> [Compito A]
Secondo il testo sull'intervento di Gabriele Mescetti, in quale anno è stato creato l'ente governativo italiano che ha finanziato gli esperimenti?
> [Compito B]
Duplichi dal testo sull'intervento di Gabriele Mescetti la parte che si apre con le parole contenenti "Interviene poi Gabriele" e si chiude con "di tanti Paesi.".
> [Compito C]
Riprenda il testo sull'intervento di Gabriele Mescetti e lo prosegua a partire dall'ultima frase riportata.

Interviene poi Gabriele Mescetti, project manager di alcuni degli esperimenti che Samantha effettuò in orbita, finanziati dall’ASI, l’ente governativo italiano creato nel 1988 che ha il compito di predisporre ed attuare la politica aereospaziale italiana. Egli ci fa riflettere su quanto è scontata, ormai,  la capacità dell’uomo di sopravvivere nello spazio, sull’obiettivo dell’innovazione dei numerosi progetti, primo fra i quali la protezione dai meteoriti, che sarebbero infattibili senza la partecipazione di tanti Paesi.

> [Righe fornite]
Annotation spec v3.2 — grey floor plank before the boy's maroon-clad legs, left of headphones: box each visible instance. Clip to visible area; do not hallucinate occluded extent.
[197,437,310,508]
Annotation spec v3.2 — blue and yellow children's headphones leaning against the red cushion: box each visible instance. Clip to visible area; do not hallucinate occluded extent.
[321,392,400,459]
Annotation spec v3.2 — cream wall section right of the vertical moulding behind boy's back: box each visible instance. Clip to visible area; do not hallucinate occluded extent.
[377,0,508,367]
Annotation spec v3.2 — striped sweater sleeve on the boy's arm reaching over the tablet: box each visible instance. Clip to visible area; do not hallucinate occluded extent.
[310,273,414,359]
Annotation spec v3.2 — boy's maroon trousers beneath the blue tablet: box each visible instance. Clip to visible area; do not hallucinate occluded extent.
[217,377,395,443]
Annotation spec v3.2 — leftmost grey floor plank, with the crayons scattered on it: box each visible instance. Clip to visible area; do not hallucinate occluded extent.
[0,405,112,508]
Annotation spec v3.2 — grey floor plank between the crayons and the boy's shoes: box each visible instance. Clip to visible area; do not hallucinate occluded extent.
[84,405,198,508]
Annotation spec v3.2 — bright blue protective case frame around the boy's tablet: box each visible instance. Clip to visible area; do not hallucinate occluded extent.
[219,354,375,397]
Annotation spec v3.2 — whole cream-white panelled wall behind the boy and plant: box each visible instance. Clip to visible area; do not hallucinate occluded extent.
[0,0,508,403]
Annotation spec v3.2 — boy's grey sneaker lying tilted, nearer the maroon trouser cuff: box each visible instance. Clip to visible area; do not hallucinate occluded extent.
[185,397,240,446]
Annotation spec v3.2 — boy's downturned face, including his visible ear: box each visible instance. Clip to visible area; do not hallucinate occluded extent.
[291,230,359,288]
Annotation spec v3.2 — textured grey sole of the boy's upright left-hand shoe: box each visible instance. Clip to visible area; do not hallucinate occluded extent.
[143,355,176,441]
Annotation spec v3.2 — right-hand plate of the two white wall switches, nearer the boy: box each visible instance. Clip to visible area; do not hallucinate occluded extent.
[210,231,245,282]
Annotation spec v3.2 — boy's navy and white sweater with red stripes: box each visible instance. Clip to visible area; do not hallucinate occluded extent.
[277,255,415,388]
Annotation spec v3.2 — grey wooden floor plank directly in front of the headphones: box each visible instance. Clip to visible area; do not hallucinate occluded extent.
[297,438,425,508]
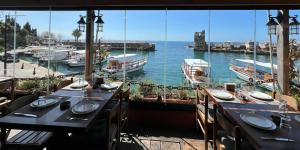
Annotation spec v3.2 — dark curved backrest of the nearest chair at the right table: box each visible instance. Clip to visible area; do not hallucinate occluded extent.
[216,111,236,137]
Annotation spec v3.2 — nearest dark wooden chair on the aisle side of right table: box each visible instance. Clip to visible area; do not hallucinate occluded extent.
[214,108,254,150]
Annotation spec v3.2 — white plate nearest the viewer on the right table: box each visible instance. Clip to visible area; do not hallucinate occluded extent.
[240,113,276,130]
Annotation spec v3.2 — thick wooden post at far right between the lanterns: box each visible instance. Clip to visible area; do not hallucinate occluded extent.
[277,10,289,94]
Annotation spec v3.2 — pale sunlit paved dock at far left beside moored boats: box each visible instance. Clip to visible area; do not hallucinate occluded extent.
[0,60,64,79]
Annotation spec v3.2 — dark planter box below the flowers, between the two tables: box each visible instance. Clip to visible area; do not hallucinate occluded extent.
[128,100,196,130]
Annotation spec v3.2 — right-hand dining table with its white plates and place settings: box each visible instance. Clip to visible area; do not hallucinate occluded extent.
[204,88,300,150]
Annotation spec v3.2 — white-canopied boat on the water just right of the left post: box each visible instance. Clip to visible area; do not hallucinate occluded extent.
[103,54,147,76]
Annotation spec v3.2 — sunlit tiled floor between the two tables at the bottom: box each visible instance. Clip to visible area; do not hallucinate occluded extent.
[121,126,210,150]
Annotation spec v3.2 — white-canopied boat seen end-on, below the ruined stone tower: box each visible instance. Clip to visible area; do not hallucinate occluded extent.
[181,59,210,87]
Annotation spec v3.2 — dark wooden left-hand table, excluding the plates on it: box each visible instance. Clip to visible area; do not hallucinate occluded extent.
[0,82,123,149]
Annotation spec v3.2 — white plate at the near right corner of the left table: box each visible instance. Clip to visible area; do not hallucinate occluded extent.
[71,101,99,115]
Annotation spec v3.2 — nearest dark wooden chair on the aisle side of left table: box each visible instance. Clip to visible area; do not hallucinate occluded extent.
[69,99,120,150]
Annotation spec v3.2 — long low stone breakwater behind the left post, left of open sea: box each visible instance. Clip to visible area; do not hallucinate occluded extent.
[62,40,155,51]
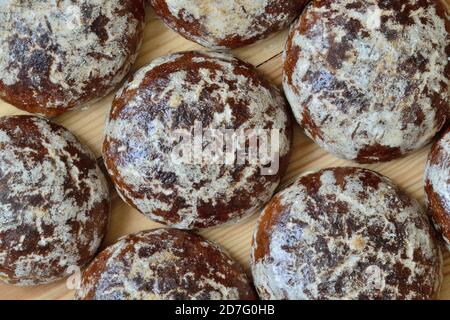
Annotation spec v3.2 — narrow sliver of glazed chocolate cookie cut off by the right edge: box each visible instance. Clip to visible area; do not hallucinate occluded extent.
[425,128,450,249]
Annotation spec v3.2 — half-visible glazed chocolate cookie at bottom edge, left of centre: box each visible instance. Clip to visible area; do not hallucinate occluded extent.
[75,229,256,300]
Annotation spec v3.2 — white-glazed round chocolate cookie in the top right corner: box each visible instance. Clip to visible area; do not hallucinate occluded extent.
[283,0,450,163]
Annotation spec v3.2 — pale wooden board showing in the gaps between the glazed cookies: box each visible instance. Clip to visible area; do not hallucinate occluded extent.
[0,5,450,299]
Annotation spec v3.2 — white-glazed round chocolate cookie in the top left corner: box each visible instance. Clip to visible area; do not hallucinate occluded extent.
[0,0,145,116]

--

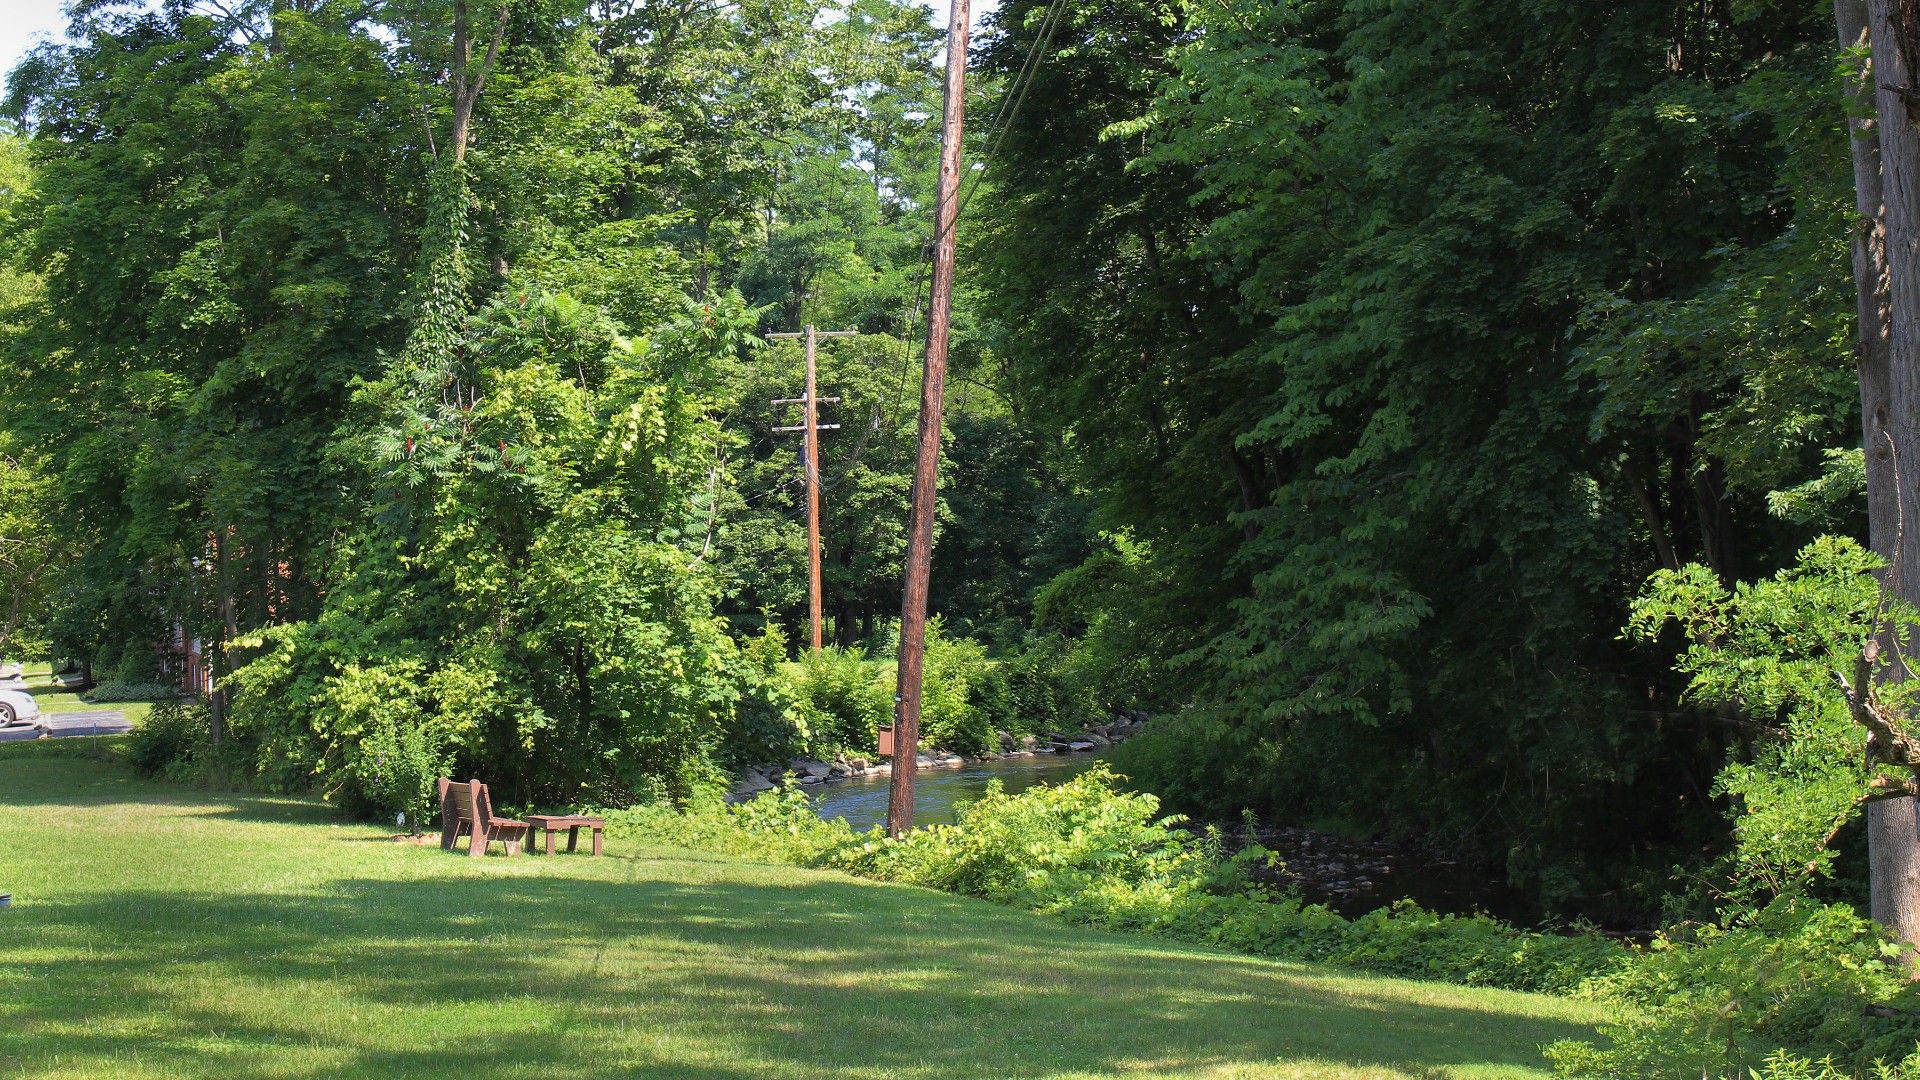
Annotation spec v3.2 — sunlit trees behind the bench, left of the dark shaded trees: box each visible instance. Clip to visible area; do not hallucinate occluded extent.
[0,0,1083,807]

--

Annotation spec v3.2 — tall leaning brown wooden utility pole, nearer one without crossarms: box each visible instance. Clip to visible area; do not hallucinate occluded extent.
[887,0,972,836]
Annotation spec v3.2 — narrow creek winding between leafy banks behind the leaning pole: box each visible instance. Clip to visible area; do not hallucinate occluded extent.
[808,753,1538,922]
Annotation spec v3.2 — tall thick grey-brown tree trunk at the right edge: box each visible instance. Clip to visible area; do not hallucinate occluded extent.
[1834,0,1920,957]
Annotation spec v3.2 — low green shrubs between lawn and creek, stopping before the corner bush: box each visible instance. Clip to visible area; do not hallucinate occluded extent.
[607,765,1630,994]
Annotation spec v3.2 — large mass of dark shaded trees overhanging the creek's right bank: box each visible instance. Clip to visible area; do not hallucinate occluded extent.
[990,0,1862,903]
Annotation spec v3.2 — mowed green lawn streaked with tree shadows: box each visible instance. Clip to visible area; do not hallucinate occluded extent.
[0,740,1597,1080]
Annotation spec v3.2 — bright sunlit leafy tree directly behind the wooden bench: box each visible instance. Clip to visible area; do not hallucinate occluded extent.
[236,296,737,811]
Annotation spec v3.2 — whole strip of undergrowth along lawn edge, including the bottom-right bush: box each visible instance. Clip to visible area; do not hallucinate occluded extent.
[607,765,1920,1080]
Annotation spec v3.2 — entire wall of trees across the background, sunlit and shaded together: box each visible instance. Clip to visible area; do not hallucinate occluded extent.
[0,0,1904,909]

> [Risultato dell'esercizio A]
Nel 1988.

> [Risultato dell'esercizio B]
Interviene poi Gabriele Mescetti, project manager di alcuni degli esperimenti che Samantha effettuò in orbita, finanziati dall’ASI, l’ente governativo italiano creato nel 1988 che ha il compito di predisporre ed attuare la politica aereospaziale italiana. Egli ci fa riflettere su quanto è scontata, ormai,  la capacità dell’uomo di sopravvivere nello spazio, sull’obiettivo dell’innovazione dei numerosi progetti, primo fra i quali la protezione dai meteoriti, che sarebbero infattibili senza la partecipazione di tanti Paesi.

> [Risultato dell'esercizio C]
Fabrizio Carrai, responsabile USOC Kayser Italia, ci illustra il partner industriale italiano delle missioni di Samantha: una piccola media azienda livornese, una società di sistemi ingegneristici multidisciplinare, con l’obiettivo di creare sistemi completi per sostene la ricerca nello spazio. La Kayser compie proprio in questi giorni 30 anni, periodo nel quale sono stati creati circa 100 sistemi che permettono l’esecuzione di esperimenti scientifici nello spazio. Nella sede, a Livorno, è presente il centro di controllo della missione, tra le altre attività vengono organizzati collegamenti audio e vocali con gli astronauti per guidarli nell’uso degli strumenti, a loro volta collegati con macchinari a Terra che possono controllare come avviene il loro utilizzo.

Alle 11.45, il Rettore, il Professor Fabio Rugge, introduce l’intervento di Samantha Cristoforetti e dà a tutti il benvenuto, ringraziando per la partecipazione così numerosa. Sono state infatti impiegate tre grandi sale, delle quali due in videoconferenza, colme di studenti, docenti ma anche cittadini, interessati all’importante evento.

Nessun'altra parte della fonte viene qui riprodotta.